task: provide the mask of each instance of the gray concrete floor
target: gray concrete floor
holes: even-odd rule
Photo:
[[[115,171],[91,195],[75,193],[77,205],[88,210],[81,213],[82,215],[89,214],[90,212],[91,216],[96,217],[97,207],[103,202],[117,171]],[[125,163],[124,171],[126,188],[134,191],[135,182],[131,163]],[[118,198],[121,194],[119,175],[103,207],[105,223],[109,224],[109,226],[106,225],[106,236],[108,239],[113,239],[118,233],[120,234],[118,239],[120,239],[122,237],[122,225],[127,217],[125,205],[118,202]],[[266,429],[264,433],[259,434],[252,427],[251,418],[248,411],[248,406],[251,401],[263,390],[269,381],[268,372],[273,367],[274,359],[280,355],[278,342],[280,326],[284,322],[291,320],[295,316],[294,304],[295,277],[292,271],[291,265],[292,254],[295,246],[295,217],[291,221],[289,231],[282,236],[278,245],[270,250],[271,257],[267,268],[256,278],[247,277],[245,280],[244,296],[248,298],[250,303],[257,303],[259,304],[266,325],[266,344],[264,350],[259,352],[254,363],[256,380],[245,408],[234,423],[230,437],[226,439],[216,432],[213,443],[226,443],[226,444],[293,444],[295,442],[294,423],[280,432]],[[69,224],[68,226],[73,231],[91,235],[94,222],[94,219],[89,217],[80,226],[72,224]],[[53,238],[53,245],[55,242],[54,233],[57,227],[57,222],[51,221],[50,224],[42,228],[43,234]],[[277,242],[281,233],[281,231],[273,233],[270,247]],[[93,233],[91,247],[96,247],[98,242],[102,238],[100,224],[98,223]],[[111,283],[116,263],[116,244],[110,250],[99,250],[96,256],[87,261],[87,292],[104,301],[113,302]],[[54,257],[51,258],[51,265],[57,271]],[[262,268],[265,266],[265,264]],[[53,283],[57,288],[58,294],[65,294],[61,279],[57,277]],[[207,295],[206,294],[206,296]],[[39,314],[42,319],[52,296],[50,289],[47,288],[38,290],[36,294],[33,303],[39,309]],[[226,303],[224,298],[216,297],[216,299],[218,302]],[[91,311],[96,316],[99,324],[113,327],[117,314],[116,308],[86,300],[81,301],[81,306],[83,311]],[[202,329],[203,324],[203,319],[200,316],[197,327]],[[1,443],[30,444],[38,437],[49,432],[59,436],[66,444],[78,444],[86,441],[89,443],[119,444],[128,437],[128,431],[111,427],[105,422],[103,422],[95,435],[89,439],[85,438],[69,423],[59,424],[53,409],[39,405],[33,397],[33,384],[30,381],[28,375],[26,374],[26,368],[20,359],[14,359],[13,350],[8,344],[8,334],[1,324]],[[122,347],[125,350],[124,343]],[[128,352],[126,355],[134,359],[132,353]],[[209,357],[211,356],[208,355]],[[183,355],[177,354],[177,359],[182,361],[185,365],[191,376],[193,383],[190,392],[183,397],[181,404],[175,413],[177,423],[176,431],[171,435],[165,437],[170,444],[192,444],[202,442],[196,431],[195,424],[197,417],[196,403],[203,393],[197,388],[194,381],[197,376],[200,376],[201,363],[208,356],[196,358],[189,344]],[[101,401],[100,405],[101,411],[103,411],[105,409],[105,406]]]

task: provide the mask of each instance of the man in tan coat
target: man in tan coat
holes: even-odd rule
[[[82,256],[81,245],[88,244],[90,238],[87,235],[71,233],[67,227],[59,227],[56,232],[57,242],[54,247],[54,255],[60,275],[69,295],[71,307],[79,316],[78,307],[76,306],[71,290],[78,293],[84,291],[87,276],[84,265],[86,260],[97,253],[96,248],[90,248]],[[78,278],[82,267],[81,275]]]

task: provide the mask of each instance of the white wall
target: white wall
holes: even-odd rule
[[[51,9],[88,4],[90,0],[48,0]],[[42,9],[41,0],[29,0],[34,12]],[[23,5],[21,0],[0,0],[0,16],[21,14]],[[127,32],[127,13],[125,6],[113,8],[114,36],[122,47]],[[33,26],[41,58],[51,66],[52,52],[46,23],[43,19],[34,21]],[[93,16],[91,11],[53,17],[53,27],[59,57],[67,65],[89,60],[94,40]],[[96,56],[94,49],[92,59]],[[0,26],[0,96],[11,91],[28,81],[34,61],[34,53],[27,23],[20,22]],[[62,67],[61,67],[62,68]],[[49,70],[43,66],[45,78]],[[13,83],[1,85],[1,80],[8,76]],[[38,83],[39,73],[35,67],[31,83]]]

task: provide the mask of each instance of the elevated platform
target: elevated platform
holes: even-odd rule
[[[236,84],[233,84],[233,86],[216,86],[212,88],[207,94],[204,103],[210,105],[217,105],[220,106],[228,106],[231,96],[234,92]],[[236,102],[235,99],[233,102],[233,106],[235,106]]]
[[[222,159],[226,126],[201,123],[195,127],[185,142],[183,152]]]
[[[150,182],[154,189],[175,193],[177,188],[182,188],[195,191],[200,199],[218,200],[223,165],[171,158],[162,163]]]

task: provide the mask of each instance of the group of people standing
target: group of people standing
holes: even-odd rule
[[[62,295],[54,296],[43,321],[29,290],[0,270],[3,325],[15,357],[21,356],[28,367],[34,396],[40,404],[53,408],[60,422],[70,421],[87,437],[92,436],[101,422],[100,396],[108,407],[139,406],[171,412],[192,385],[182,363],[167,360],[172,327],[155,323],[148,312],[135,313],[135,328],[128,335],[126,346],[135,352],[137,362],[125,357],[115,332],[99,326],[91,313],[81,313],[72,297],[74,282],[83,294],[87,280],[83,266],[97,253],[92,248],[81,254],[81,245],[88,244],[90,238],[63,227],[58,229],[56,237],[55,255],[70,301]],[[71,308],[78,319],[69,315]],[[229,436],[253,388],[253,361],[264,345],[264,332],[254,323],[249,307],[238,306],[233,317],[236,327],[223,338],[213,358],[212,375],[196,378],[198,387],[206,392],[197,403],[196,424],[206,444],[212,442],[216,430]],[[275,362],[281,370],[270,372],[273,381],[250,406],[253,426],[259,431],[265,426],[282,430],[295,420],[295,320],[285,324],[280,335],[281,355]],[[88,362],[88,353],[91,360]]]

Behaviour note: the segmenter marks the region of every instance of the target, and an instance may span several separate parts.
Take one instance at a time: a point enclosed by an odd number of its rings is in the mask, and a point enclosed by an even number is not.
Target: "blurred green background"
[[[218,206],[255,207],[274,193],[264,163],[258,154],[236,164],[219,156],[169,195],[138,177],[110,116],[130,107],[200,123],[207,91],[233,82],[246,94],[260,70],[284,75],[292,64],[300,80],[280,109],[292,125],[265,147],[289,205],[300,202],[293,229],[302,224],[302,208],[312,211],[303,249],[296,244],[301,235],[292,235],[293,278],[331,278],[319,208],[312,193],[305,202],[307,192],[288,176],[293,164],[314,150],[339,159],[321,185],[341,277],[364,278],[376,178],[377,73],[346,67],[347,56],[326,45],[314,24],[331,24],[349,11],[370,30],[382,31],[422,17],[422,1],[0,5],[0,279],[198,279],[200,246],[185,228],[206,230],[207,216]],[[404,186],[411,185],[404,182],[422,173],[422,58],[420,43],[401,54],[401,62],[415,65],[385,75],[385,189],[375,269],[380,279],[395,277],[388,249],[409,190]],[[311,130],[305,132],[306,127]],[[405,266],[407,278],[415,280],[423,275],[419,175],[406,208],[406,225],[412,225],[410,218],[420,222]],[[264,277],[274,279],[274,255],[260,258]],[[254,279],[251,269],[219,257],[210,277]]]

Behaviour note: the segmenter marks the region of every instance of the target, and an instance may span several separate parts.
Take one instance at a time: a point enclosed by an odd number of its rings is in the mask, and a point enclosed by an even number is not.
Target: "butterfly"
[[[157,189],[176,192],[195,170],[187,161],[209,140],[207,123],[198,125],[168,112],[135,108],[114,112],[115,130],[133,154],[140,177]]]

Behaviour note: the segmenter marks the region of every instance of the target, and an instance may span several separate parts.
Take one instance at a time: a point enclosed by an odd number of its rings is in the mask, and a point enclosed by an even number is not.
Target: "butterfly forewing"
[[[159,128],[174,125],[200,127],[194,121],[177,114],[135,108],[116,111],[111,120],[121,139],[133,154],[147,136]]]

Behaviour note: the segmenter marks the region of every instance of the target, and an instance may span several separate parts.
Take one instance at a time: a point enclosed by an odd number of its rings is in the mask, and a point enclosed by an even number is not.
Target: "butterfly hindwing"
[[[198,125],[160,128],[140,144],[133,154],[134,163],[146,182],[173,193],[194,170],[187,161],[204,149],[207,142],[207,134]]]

- - - - - - -

▶ [WORK REQUIRED]
Pull out every line above that contains the word "standing".

▶ [REPLY TO THE TASK]
task: provide the mask of each instance of the group of people standing
target: group of people standing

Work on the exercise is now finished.